STATED GOAL: Extract every line of the data below that contains the string "dirt", matching case exactly.

━━━━━━

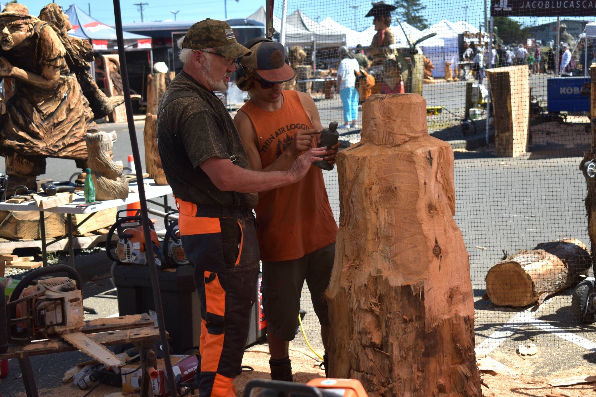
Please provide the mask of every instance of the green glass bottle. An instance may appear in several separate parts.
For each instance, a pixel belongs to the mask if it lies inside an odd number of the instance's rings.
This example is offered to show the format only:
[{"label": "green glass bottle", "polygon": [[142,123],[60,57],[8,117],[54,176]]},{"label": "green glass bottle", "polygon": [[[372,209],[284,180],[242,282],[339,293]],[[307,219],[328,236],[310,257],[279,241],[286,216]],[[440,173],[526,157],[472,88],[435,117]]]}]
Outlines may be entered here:
[{"label": "green glass bottle", "polygon": [[85,202],[89,204],[95,202],[95,185],[93,184],[93,179],[91,179],[91,168],[87,168],[85,172],[87,174],[85,179]]}]

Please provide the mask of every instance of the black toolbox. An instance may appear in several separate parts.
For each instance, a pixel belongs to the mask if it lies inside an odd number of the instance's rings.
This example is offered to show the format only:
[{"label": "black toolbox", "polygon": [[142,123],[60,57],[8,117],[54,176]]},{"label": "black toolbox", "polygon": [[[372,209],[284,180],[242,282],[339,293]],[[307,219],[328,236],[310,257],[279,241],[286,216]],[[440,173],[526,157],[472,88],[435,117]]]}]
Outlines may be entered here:
[{"label": "black toolbox", "polygon": [[[201,336],[201,305],[194,286],[194,268],[184,265],[175,271],[157,270],[166,330],[169,333],[174,354],[198,349]],[[118,296],[120,315],[148,313],[155,319],[155,305],[151,277],[147,265],[114,262],[111,274]],[[256,299],[251,310],[247,346],[265,342],[266,325],[259,292],[259,274]]]}]

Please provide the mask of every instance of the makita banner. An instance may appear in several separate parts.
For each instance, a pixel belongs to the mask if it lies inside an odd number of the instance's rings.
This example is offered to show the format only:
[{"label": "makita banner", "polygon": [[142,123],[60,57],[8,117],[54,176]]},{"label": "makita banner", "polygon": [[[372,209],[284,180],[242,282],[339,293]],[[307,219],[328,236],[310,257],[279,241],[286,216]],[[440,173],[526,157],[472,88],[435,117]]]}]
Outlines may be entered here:
[{"label": "makita banner", "polygon": [[590,17],[596,0],[491,0],[493,17]]}]

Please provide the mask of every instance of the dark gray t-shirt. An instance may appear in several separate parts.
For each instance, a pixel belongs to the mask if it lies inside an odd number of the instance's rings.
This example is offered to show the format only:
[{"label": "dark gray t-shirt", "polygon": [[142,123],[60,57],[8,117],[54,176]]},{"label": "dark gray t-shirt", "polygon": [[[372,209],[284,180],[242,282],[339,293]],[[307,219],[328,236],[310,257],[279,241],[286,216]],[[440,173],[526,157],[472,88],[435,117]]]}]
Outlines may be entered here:
[{"label": "dark gray t-shirt", "polygon": [[[178,98],[166,104],[173,95],[195,97]],[[195,204],[229,207],[234,202],[234,193],[218,189],[199,167],[205,160],[229,158],[233,155],[235,164],[250,169],[240,136],[225,106],[184,71],[172,80],[160,104],[157,148],[174,195]],[[254,193],[238,195],[248,210],[254,208],[259,199]]]}]

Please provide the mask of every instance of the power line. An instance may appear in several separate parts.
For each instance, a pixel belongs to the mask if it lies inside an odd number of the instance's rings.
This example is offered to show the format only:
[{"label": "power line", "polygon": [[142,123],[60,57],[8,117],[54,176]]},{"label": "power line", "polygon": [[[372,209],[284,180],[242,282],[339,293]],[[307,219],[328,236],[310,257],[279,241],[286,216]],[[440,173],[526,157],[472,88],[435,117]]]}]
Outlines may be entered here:
[{"label": "power line", "polygon": [[141,21],[144,22],[143,20],[143,6],[149,5],[149,3],[134,3],[133,5],[136,5],[138,7],[139,12],[141,12]]}]

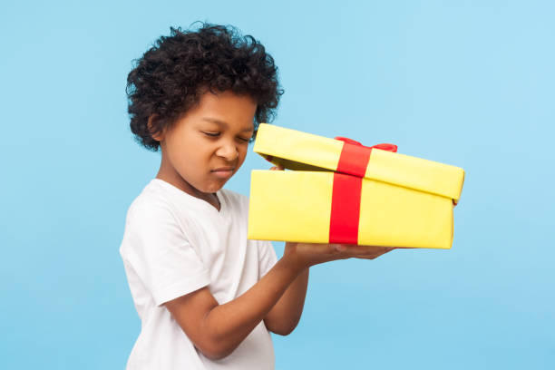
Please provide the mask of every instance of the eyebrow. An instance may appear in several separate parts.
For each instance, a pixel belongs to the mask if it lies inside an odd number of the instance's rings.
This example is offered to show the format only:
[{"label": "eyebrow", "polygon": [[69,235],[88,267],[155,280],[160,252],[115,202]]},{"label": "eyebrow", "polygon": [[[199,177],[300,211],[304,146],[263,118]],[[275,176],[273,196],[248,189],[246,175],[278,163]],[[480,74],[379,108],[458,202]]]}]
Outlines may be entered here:
[{"label": "eyebrow", "polygon": [[[219,126],[223,126],[223,127],[228,127],[229,126],[229,124],[226,123],[224,121],[220,121],[220,120],[218,120],[216,118],[203,117],[202,121],[206,121],[206,122],[209,122],[216,123]],[[254,131],[254,129],[252,127],[247,127],[247,128],[243,129],[243,131],[242,131],[242,132],[247,132],[247,131],[252,132],[252,131]]]}]

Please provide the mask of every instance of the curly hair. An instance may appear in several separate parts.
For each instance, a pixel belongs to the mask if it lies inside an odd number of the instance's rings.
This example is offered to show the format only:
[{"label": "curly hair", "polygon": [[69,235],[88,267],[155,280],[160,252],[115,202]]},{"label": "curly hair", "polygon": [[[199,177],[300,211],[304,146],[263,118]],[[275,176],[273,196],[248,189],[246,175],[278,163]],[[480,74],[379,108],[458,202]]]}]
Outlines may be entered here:
[{"label": "curly hair", "polygon": [[[231,25],[202,23],[195,30],[170,27],[127,76],[126,92],[131,130],[138,143],[158,151],[152,134],[170,128],[197,104],[206,91],[232,91],[248,94],[257,102],[256,137],[260,122],[271,122],[283,90],[278,67],[264,46],[251,35],[242,36]],[[149,117],[151,131],[147,127]]]}]

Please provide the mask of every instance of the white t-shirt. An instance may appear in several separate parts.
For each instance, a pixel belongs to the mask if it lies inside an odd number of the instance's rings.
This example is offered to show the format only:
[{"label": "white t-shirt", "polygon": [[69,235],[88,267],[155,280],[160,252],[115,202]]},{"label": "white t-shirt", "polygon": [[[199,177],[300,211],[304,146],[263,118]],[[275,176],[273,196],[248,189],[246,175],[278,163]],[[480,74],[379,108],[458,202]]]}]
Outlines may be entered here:
[{"label": "white t-shirt", "polygon": [[213,361],[195,348],[162,305],[206,286],[224,304],[277,261],[271,242],[247,239],[248,198],[226,189],[216,195],[219,211],[153,179],[130,206],[120,254],[141,329],[128,370],[274,368],[264,321],[231,355]]}]

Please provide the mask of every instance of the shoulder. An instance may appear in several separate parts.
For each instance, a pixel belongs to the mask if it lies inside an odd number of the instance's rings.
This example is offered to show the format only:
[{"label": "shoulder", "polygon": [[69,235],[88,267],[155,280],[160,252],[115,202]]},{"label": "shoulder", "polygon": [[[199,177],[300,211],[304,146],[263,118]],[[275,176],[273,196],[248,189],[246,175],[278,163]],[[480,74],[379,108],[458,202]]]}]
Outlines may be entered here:
[{"label": "shoulder", "polygon": [[141,222],[145,219],[173,218],[171,202],[157,182],[151,181],[137,196],[127,210],[127,222]]},{"label": "shoulder", "polygon": [[239,213],[248,213],[248,197],[229,189],[221,189],[220,193],[226,198],[229,209]]},{"label": "shoulder", "polygon": [[181,223],[172,204],[163,192],[150,183],[129,206],[120,251],[125,253],[149,241],[182,235]]}]

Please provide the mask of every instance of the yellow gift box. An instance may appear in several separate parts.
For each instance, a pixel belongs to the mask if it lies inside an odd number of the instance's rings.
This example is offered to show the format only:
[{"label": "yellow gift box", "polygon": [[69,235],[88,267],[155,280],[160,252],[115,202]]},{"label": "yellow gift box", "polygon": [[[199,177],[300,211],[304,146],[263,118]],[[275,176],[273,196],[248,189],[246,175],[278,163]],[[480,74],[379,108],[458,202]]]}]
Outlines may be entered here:
[{"label": "yellow gift box", "polygon": [[254,151],[294,170],[252,170],[248,238],[450,248],[464,170],[390,151],[261,123]]}]

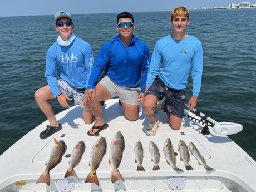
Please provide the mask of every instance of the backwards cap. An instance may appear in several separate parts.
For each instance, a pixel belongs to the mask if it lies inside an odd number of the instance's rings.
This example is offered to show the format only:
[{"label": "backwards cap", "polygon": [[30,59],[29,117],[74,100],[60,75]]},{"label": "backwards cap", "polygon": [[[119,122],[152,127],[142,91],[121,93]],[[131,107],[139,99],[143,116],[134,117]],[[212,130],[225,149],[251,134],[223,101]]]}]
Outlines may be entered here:
[{"label": "backwards cap", "polygon": [[70,13],[65,11],[60,11],[54,14],[55,21],[62,18],[67,18],[72,21],[71,15]]}]

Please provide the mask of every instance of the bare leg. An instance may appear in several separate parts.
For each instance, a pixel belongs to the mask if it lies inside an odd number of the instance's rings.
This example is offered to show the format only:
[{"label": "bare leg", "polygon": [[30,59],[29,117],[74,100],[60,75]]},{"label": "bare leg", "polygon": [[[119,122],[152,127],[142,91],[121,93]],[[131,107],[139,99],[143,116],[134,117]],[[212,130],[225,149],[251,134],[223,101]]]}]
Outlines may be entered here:
[{"label": "bare leg", "polygon": [[132,105],[124,102],[122,103],[125,115],[128,120],[134,121],[137,120],[139,116],[139,105]]},{"label": "bare leg", "polygon": [[90,110],[83,109],[82,115],[83,121],[86,124],[91,124],[95,120],[93,114]]},{"label": "bare leg", "polygon": [[35,93],[35,100],[39,106],[39,108],[45,114],[48,120],[49,125],[53,127],[58,127],[58,124],[55,117],[52,105],[49,100],[54,98],[48,85],[41,87]]},{"label": "bare leg", "polygon": [[150,124],[154,124],[157,120],[155,116],[154,106],[157,102],[157,97],[154,95],[147,95],[144,97],[142,104],[143,112],[149,119]]},{"label": "bare leg", "polygon": [[[102,106],[100,102],[110,99],[111,95],[106,87],[100,83],[98,83],[96,86],[95,91],[96,97],[93,98],[92,101],[88,102],[88,105],[96,120],[94,126],[97,126],[103,125],[105,123],[102,115]],[[94,135],[97,131],[97,129],[95,129],[93,130],[90,129],[89,132]]]},{"label": "bare leg", "polygon": [[166,114],[171,128],[175,130],[179,130],[181,126],[182,118],[177,117],[170,112],[167,112]]}]

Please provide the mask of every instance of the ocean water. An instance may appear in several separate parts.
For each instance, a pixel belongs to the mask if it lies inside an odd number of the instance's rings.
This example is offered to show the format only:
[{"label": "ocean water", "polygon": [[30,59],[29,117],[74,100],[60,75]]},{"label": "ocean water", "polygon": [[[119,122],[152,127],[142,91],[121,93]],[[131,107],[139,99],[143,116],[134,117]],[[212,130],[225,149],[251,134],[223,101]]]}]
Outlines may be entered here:
[{"label": "ocean water", "polygon": [[[129,11],[129,10],[128,10]],[[149,46],[170,33],[170,13],[133,13],[135,35]],[[95,56],[117,35],[116,13],[73,15],[76,36]],[[204,72],[196,109],[243,125],[229,137],[256,160],[256,9],[192,10],[186,32],[202,42]],[[53,16],[0,17],[0,154],[46,120],[34,101],[46,84],[45,57],[56,40]],[[187,97],[191,96],[191,82]],[[63,108],[53,100],[56,113]]]}]

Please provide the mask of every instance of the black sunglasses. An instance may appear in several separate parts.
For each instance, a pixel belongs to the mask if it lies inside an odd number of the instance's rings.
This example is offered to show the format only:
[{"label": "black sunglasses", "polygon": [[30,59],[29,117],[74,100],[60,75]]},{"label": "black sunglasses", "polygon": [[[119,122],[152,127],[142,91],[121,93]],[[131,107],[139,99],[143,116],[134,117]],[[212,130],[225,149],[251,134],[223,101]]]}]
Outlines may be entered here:
[{"label": "black sunglasses", "polygon": [[73,23],[70,21],[66,21],[66,22],[63,22],[61,21],[60,22],[57,23],[56,25],[58,27],[62,27],[64,26],[64,24],[66,24],[67,27],[70,27],[71,26],[72,26],[72,24]]},{"label": "black sunglasses", "polygon": [[127,27],[131,27],[134,25],[134,23],[131,21],[121,21],[118,23],[117,25],[120,28],[125,27],[125,25],[126,25]]}]

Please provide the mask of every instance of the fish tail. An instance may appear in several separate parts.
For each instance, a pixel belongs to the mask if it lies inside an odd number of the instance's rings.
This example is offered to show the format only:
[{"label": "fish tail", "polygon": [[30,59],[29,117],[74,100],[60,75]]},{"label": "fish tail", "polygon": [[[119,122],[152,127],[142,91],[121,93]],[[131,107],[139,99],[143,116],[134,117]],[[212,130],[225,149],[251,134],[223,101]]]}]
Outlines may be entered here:
[{"label": "fish tail", "polygon": [[159,165],[154,165],[153,166],[153,171],[155,171],[156,170],[159,170],[160,169],[160,167],[159,167]]},{"label": "fish tail", "polygon": [[193,168],[192,168],[191,166],[190,165],[189,165],[189,164],[188,164],[187,165],[185,165],[185,166],[186,167],[186,170],[193,170]]},{"label": "fish tail", "polygon": [[140,165],[140,166],[137,166],[137,171],[145,171],[145,169],[143,167],[143,166]]},{"label": "fish tail", "polygon": [[112,183],[116,182],[117,180],[120,180],[123,182],[125,182],[125,180],[122,177],[121,173],[119,172],[118,170],[116,171],[112,171],[112,175],[111,175],[111,181]]},{"label": "fish tail", "polygon": [[208,170],[208,171],[215,171],[215,169],[213,168],[211,168],[210,166],[205,166],[205,168]]},{"label": "fish tail", "polygon": [[85,183],[94,183],[99,186],[99,180],[98,177],[96,174],[95,171],[91,171],[88,174],[87,177],[85,179]]},{"label": "fish tail", "polygon": [[78,178],[77,175],[76,174],[76,173],[75,171],[73,169],[68,169],[67,172],[66,172],[65,176],[64,176],[64,178],[71,176]]},{"label": "fish tail", "polygon": [[47,184],[48,185],[50,186],[50,174],[49,173],[43,173],[39,177],[38,179],[37,179],[37,181],[36,181],[36,184],[38,184],[39,183],[45,183]]},{"label": "fish tail", "polygon": [[174,169],[176,171],[181,171],[181,172],[184,172],[182,169],[179,168],[178,166],[175,166],[173,168],[173,169]]}]

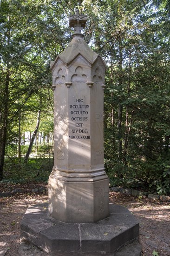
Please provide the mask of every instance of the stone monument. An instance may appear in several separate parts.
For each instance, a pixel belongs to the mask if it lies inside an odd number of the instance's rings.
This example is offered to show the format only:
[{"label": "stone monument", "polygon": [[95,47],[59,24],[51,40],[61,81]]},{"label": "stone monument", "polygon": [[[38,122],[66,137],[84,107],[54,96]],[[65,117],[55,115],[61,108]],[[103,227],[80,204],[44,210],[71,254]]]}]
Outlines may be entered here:
[{"label": "stone monument", "polygon": [[72,39],[51,65],[54,160],[49,179],[50,216],[91,223],[109,216],[109,179],[103,157],[106,64],[83,40],[87,17],[71,15]]},{"label": "stone monument", "polygon": [[54,101],[54,166],[49,204],[28,208],[22,236],[53,256],[139,256],[139,225],[109,203],[103,157],[106,64],[83,40],[86,15],[70,15],[68,47],[51,63]]}]

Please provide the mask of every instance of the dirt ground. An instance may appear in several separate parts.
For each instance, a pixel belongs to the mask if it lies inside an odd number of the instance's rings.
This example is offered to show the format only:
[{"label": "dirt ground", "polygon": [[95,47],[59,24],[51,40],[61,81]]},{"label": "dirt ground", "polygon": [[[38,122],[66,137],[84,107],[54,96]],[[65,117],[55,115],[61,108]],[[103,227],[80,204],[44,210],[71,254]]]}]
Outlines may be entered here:
[{"label": "dirt ground", "polygon": [[[18,188],[22,191],[11,197],[0,198],[0,256],[5,255],[6,251],[5,256],[19,256],[22,218],[29,205],[47,202],[47,185],[32,182],[10,187],[7,185],[0,186],[0,192],[11,191]],[[33,189],[41,187],[46,187],[46,191],[32,192]],[[118,192],[111,192],[110,200],[114,204],[127,207],[138,220],[143,256],[170,256],[169,201],[139,199]]]}]

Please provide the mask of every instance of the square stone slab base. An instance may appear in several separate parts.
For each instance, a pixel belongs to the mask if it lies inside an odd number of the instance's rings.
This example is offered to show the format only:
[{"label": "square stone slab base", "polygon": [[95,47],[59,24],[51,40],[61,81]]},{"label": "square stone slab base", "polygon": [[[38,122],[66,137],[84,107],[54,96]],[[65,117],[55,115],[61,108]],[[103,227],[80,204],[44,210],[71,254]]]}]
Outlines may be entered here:
[{"label": "square stone slab base", "polygon": [[140,256],[139,224],[126,208],[110,204],[109,216],[94,223],[67,223],[49,217],[47,203],[28,207],[22,236],[52,256]]}]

━━━━━━

FULL SOLUTION:
Please provide the mask of every instance of the dirt ground. An instance may appear in several separate parts.
[{"label": "dirt ground", "polygon": [[95,47],[59,24],[51,40],[61,81]]},{"label": "dirt ground", "polygon": [[[38,122],[66,137],[84,107],[54,96]],[[65,117],[55,115],[61,108]],[[103,227],[80,204],[44,210],[71,254]]]}]
[{"label": "dirt ground", "polygon": [[[18,188],[22,191],[11,197],[0,198],[0,256],[5,255],[6,251],[5,256],[19,256],[22,218],[29,205],[47,202],[47,185],[32,182],[10,187],[7,185],[0,186],[0,192],[11,191]],[[33,189],[41,187],[46,187],[46,191],[32,192]],[[118,192],[111,192],[110,200],[114,204],[127,207],[138,220],[143,256],[170,256],[169,201],[139,199]]]}]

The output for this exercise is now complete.